Innovation and ingenuity are the foundation of the oil and natural gas industry. Today, the average U.S. well is four to six times more productive and efficient. As a result, oil and natural gas production increased 82 percent and 43 percent respectively between 2006 and 2016. The shale revolution, the result of some of the biggest technological breakthroughs in a generation, has transformed global energy security and ushered in a manufacturing renaissance in the United States.

In addition to creating new and innovative technology to make our operations safer and more efficient, our innovations are also helping protect our environment. Methane emissions from oil and natural gas systems are down 23% since 1990, according to the 2020 edition of the Environmental Protection Agency’s Inventory of U.S. Greenhouse Gas Emissions and Sinks. Technologies that include more advanced leak detection equipment and innovative capture techniques are driving this decrease in emissions during a time when oil and natural gas production increased dramatically.

Hydraulic Fracturing

The history of hydraulic fracturing in the United States dates back to 1947 and has been used safely in more than 1.2 million wells. Hydraulic fracturing involves pumping fluid into reservoirs to artificially induce small fractures. This process increases pathways and exposure between the wellbore and the surrounding reservoir rock, enhancing the productivity and hydrocarbon recovery of each well.

Fracture stimulation fluid is typically comprised of over 99% water and sand. The remaining fluid consists of chemical additives that optimize placement and production from the reservoir.  In conjunction with our service providers, we periodically review these chemical additives, switching to green additives, which are often food-grade materials, and using other treatment processes, such as ultraviolet treatment for bacteria, whenever possible.

For more information about the process of hydraulic fracturing, please visit FracFocus, which describes many aspects of the technology and process, including well design and integrity, well pad equipment, resource depth and water management.

Drones in the Field and Other Unmanned Vehicles

The first commercial drone license was awarded to the oil and natural gas industry. Drones have a number of significant applications, including enhanced monitoring and safety in oil and natural gas operations. Employees can view real-time video transmitted from a drone, and companies can build applications that capture and store relevant data. Drones can also be used to track and observe wildlife to further minimize potential impacts on species in the area. And they have helped drive down the cost of production and increase efficiencies.

3D Seismic Imaging

3D seismic imaging technology allows us to more accurately predict the size and location of oil and natural gas reservoirs. This high-resolution imaging makes oil and natural gas drilling safer, more precise and productive today than it was just a few years ago.

3D seismic imaging is a tool that bounces sound waves off underground rock structures to reveal possible hydrocarbon bearing formations. Seismologists use ultrasensitive devices, called geophones, to record the sound waves as they echo within the earth. By studying the echoes, petroleum geologists seek to calculate the depth and structures of buried geologic formations. This analysis may help them identify oil and natural gas-bearing reservoirs hidden beneath the earth’s surface.

TASK SET:
1. From the text on oil and gas technology, quote the stretch from "Fracture stimulation fluid" through "and water management.".
2. According to the text on oil and gas technology, what percentage of fracture stimulation fluid is typically water and sand?

RECORDS PROVIDED:

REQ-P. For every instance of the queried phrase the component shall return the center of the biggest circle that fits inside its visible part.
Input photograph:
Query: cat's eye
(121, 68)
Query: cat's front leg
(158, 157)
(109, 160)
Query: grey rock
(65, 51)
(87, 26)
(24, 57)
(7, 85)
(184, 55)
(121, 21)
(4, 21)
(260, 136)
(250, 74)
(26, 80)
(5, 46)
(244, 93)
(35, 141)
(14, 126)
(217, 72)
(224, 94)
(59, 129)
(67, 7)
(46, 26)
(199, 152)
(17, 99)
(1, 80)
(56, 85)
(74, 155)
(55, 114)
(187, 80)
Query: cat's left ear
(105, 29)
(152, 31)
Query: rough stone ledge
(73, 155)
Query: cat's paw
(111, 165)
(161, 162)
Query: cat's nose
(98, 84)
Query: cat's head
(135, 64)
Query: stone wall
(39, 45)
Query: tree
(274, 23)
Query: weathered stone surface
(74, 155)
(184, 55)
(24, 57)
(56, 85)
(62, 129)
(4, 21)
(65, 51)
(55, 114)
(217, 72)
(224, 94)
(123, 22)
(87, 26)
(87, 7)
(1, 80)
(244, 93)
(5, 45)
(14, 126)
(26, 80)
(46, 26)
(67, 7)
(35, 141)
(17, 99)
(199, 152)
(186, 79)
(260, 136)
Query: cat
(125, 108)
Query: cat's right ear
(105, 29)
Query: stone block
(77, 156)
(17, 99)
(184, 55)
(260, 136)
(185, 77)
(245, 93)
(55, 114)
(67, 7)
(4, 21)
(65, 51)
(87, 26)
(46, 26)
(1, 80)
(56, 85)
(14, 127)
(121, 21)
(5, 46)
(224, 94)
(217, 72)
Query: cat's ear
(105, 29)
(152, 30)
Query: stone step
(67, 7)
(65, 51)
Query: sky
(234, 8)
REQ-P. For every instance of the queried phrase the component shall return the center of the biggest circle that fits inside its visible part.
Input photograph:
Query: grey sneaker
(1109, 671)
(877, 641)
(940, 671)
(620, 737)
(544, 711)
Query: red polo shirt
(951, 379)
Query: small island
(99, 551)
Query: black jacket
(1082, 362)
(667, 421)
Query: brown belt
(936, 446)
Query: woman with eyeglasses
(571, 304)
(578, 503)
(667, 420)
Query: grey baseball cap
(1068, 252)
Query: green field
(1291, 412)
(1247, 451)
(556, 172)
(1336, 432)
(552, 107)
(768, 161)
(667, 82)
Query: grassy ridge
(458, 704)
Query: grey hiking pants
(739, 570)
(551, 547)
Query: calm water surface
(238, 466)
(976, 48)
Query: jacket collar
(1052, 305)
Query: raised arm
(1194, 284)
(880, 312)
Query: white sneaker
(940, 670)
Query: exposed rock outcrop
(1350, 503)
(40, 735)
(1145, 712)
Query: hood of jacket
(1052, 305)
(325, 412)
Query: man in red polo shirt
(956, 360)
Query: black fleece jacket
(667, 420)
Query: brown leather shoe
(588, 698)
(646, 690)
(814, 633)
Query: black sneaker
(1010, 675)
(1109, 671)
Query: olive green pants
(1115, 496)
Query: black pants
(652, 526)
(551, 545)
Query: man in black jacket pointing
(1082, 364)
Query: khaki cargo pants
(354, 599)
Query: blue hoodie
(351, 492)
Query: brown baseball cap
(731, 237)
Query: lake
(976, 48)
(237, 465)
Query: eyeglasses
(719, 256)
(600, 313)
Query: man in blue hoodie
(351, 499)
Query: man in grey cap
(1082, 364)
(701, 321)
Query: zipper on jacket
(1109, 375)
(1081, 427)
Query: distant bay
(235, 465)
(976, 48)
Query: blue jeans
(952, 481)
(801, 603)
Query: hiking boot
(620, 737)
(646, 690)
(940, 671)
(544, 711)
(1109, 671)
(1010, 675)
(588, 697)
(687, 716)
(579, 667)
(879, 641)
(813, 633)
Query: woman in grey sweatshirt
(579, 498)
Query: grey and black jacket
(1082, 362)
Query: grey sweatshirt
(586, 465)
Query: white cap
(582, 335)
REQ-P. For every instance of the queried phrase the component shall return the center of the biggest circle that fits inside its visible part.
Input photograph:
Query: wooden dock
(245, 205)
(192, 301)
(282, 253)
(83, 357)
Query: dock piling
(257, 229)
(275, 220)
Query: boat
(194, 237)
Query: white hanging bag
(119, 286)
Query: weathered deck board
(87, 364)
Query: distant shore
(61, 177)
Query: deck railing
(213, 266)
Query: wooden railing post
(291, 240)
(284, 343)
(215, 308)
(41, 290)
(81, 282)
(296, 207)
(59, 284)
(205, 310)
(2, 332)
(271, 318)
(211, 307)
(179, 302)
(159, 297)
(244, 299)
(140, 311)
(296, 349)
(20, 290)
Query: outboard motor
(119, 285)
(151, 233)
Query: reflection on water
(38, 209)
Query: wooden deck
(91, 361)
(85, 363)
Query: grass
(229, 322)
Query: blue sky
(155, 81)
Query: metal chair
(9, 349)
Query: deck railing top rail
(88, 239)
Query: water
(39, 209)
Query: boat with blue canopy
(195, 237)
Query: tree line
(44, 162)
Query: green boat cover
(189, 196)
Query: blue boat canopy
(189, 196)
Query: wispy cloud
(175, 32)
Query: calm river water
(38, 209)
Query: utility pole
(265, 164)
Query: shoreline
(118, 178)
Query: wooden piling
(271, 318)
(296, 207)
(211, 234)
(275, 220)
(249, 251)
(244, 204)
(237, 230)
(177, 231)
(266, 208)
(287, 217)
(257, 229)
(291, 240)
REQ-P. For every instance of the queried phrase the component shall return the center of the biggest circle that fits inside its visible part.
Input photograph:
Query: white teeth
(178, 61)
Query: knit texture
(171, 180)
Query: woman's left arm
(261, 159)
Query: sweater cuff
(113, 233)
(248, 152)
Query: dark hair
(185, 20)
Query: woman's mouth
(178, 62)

RESULTS FOR EACH TASK:
1.
Fracture stimulation fluid is typically comprised of over 99% water and sand. The remaining fluid consists of chemical additives that optimize placement and production from the reservoir.  In conjunction with our service providers, we periodically review these chemical additives, switching to green additives, which are often food-grade materials, and using other treatment processes, such as ultraviolet treatment for bacteria, whenever possible.

For more information about the process of hydraulic fracturing, please visit FracFocus, which describes many aspects of the technology and process, including well design and integrity, well pad equipment, resource depth and water management.

2. Over 99%.